### Problem statement
Rewrite every line of the rows below with "per instance" swapped for "per object" and everything else unchanged. Leave the pictures out of your answer.

^^^^

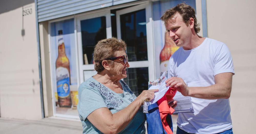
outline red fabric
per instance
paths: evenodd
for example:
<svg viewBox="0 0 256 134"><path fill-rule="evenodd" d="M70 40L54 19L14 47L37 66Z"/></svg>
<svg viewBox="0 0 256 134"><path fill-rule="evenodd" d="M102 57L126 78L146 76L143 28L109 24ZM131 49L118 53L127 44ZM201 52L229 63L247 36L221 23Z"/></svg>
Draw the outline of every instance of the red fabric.
<svg viewBox="0 0 256 134"><path fill-rule="evenodd" d="M166 121L166 117L168 114L171 115L174 109L168 105L168 101L172 100L176 94L177 90L174 88L169 88L164 96L157 101L160 117L162 120L163 127L167 134L173 134L173 132Z"/></svg>

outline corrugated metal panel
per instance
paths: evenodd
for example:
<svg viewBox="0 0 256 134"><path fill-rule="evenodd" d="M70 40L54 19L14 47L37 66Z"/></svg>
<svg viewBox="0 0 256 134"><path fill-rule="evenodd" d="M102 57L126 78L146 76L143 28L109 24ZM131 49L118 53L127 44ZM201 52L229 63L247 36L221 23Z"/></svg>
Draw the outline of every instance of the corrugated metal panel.
<svg viewBox="0 0 256 134"><path fill-rule="evenodd" d="M37 0L39 22L137 0Z"/></svg>

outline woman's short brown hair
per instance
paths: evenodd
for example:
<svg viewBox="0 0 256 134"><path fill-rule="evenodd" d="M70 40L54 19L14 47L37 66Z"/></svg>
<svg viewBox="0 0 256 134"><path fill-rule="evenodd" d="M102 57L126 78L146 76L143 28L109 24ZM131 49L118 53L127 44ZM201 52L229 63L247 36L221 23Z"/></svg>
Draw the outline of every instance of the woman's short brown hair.
<svg viewBox="0 0 256 134"><path fill-rule="evenodd" d="M167 10L160 19L166 24L169 19L173 17L177 12L182 17L184 22L187 24L188 24L190 18L193 18L194 19L194 29L196 33L197 34L200 31L200 25L196 17L195 10L191 6L185 3L178 4L176 7Z"/></svg>
<svg viewBox="0 0 256 134"><path fill-rule="evenodd" d="M100 41L94 47L93 61L94 69L96 71L101 72L104 69L102 66L102 61L106 59L115 57L115 52L120 50L125 51L126 50L126 44L122 40L115 38L104 39ZM109 61L110 65L113 62Z"/></svg>

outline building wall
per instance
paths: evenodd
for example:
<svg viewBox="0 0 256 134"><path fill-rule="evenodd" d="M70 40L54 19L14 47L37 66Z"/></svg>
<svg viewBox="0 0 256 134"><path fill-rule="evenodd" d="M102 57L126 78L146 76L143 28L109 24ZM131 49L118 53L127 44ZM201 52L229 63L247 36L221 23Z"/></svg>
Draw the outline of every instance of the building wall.
<svg viewBox="0 0 256 134"><path fill-rule="evenodd" d="M234 133L255 133L256 1L207 0L208 36L224 42L236 74L230 98Z"/></svg>
<svg viewBox="0 0 256 134"><path fill-rule="evenodd" d="M41 118L34 1L1 2L0 116Z"/></svg>

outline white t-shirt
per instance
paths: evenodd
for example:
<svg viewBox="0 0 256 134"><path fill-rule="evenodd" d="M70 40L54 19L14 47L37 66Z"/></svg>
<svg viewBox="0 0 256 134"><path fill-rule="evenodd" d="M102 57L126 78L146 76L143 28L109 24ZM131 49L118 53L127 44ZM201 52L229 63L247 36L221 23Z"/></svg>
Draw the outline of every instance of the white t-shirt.
<svg viewBox="0 0 256 134"><path fill-rule="evenodd" d="M168 78L181 78L189 87L207 87L215 84L214 76L234 73L232 58L223 43L206 38L191 50L180 48L169 60ZM177 124L192 133L215 133L232 127L229 99L206 100L191 98L195 113L180 113Z"/></svg>

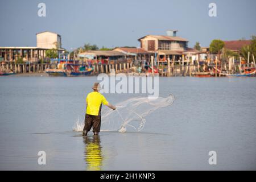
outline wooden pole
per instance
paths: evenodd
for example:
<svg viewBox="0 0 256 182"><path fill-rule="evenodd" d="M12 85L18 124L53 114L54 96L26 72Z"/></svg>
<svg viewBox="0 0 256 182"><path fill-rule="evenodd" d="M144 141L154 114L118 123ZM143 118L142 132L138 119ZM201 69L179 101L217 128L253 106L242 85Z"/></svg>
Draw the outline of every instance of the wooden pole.
<svg viewBox="0 0 256 182"><path fill-rule="evenodd" d="M152 76L154 77L154 57L151 56Z"/></svg>
<svg viewBox="0 0 256 182"><path fill-rule="evenodd" d="M168 57L168 59L167 59L167 61L168 61L168 63L167 63L167 77L170 77L170 76L171 76L171 68L170 68L170 57Z"/></svg>
<svg viewBox="0 0 256 182"><path fill-rule="evenodd" d="M217 56L215 58L215 77L217 77L217 69L218 69L218 59Z"/></svg>
<svg viewBox="0 0 256 182"><path fill-rule="evenodd" d="M247 59L247 63L248 64L247 67L249 67L249 64L250 61L250 52L248 52L248 58Z"/></svg>
<svg viewBox="0 0 256 182"><path fill-rule="evenodd" d="M254 59L254 55L253 54L252 55L253 56L253 64L254 65L254 68L255 67L255 59Z"/></svg>
<svg viewBox="0 0 256 182"><path fill-rule="evenodd" d="M106 68L106 73L108 73L108 64L105 64L105 67Z"/></svg>
<svg viewBox="0 0 256 182"><path fill-rule="evenodd" d="M240 62L239 63L239 72L240 72L240 73L242 73L242 70L241 70L241 69L242 69L242 57L241 57L241 56L240 56L240 60L239 62Z"/></svg>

^^^^

### Expected answer
outline red fabric
per object
paths: evenodd
for example:
<svg viewBox="0 0 256 134"><path fill-rule="evenodd" d="M70 40L54 19L14 47L37 66Z"/></svg>
<svg viewBox="0 0 256 134"><path fill-rule="evenodd" d="M102 57L126 78L146 76L143 28L109 24ZM131 49L118 53L127 44ZM201 52L229 63L247 36L221 23Z"/></svg>
Draw the outline of every instance of the red fabric.
<svg viewBox="0 0 256 134"><path fill-rule="evenodd" d="M166 121L166 117L168 114L171 115L174 109L168 105L168 101L172 100L176 94L177 90L174 88L169 88L164 96L157 101L160 117L162 120L163 127L167 134L173 134L173 132Z"/></svg>

outline corrugated metal panel
per object
paths: evenodd
for example:
<svg viewBox="0 0 256 134"><path fill-rule="evenodd" d="M70 40L54 19L14 47L37 66Z"/></svg>
<svg viewBox="0 0 256 134"><path fill-rule="evenodd" d="M102 57L126 78L146 76L143 28L109 24ZM131 49L118 53L127 44ZM201 52L229 63L247 36L221 23Z"/></svg>
Draw the outline of every instance of the corrugated metal panel.
<svg viewBox="0 0 256 134"><path fill-rule="evenodd" d="M37 0L39 22L137 0Z"/></svg>

outline woman's short brown hair
per object
paths: evenodd
for example:
<svg viewBox="0 0 256 134"><path fill-rule="evenodd" d="M70 40L54 19L14 47L37 66Z"/></svg>
<svg viewBox="0 0 256 134"><path fill-rule="evenodd" d="M102 57L126 78L146 76L143 28L109 24ZM131 49L118 53L127 44ZM201 52L229 63L247 36L221 23Z"/></svg>
Draw the outline of every instance of the woman's short brown hair.
<svg viewBox="0 0 256 134"><path fill-rule="evenodd" d="M167 10L160 19L166 24L169 19L173 17L177 12L182 17L184 22L187 24L188 24L190 18L193 18L194 19L194 29L196 33L197 34L200 31L200 25L196 17L195 10L191 6L185 3L178 4L176 7Z"/></svg>
<svg viewBox="0 0 256 134"><path fill-rule="evenodd" d="M100 41L94 47L93 61L94 69L96 71L101 72L104 69L102 66L102 61L106 59L115 57L115 52L120 50L125 51L126 50L126 44L122 40L115 38L104 39ZM109 61L110 65L113 62Z"/></svg>

outline building wall
per object
paths: evenodd
for example:
<svg viewBox="0 0 256 134"><path fill-rule="evenodd" d="M70 40L54 19L14 47L37 66Z"/></svg>
<svg viewBox="0 0 256 134"><path fill-rule="evenodd" d="M102 57L126 78L146 76L143 28L109 24ZM131 49L118 53L127 44ZM201 52L229 63L247 36L221 23Z"/></svg>
Draw the outline of every instance of the building wall.
<svg viewBox="0 0 256 134"><path fill-rule="evenodd" d="M234 133L255 133L256 1L207 0L208 36L224 42L236 74L230 98Z"/></svg>
<svg viewBox="0 0 256 134"><path fill-rule="evenodd" d="M41 118L34 1L1 2L0 116Z"/></svg>

outline white t-shirt
per object
paths: evenodd
for example:
<svg viewBox="0 0 256 134"><path fill-rule="evenodd" d="M70 40L54 19L14 47L37 66Z"/></svg>
<svg viewBox="0 0 256 134"><path fill-rule="evenodd" d="M102 57L126 78L146 76L143 28L109 24ZM131 49L118 53L127 44ZM201 52L229 63L247 36L221 23Z"/></svg>
Draw the outline of every instance of the white t-shirt.
<svg viewBox="0 0 256 134"><path fill-rule="evenodd" d="M168 78L181 78L189 87L207 87L215 84L214 76L234 73L232 58L223 43L206 38L191 50L180 48L169 60ZM177 124L192 133L215 133L232 127L229 99L206 100L191 98L195 113L180 113Z"/></svg>

outline wooden pole
per object
paths: evenodd
for example:
<svg viewBox="0 0 256 182"><path fill-rule="evenodd" d="M12 85L18 124L53 114L54 96L26 72Z"/></svg>
<svg viewBox="0 0 256 182"><path fill-rule="evenodd" d="M144 141L154 114L118 123ZM143 118L142 132L138 119ZM201 69L179 101L217 128L253 106L242 85Z"/></svg>
Draw the outline of every instance of the wooden pole.
<svg viewBox="0 0 256 182"><path fill-rule="evenodd" d="M152 76L154 77L154 57L151 56Z"/></svg>
<svg viewBox="0 0 256 182"><path fill-rule="evenodd" d="M168 57L168 59L167 59L167 61L168 61L168 63L167 63L167 77L170 77L170 76L171 76L171 68L170 68L170 57Z"/></svg>
<svg viewBox="0 0 256 182"><path fill-rule="evenodd" d="M217 56L215 58L215 77L217 77L217 69L218 69L218 59Z"/></svg>
<svg viewBox="0 0 256 182"><path fill-rule="evenodd" d="M247 59L247 63L248 64L247 67L249 67L249 64L250 61L250 52L248 52L248 58Z"/></svg>
<svg viewBox="0 0 256 182"><path fill-rule="evenodd" d="M254 59L254 55L253 54L252 55L253 56L253 64L254 65L254 68L255 67L255 59Z"/></svg>
<svg viewBox="0 0 256 182"><path fill-rule="evenodd" d="M106 68L106 73L108 73L108 64L105 64L105 67Z"/></svg>
<svg viewBox="0 0 256 182"><path fill-rule="evenodd" d="M240 62L239 63L239 72L240 72L240 73L242 73L242 70L241 70L241 69L242 69L242 57L241 57L241 56L240 56L240 60L239 62Z"/></svg>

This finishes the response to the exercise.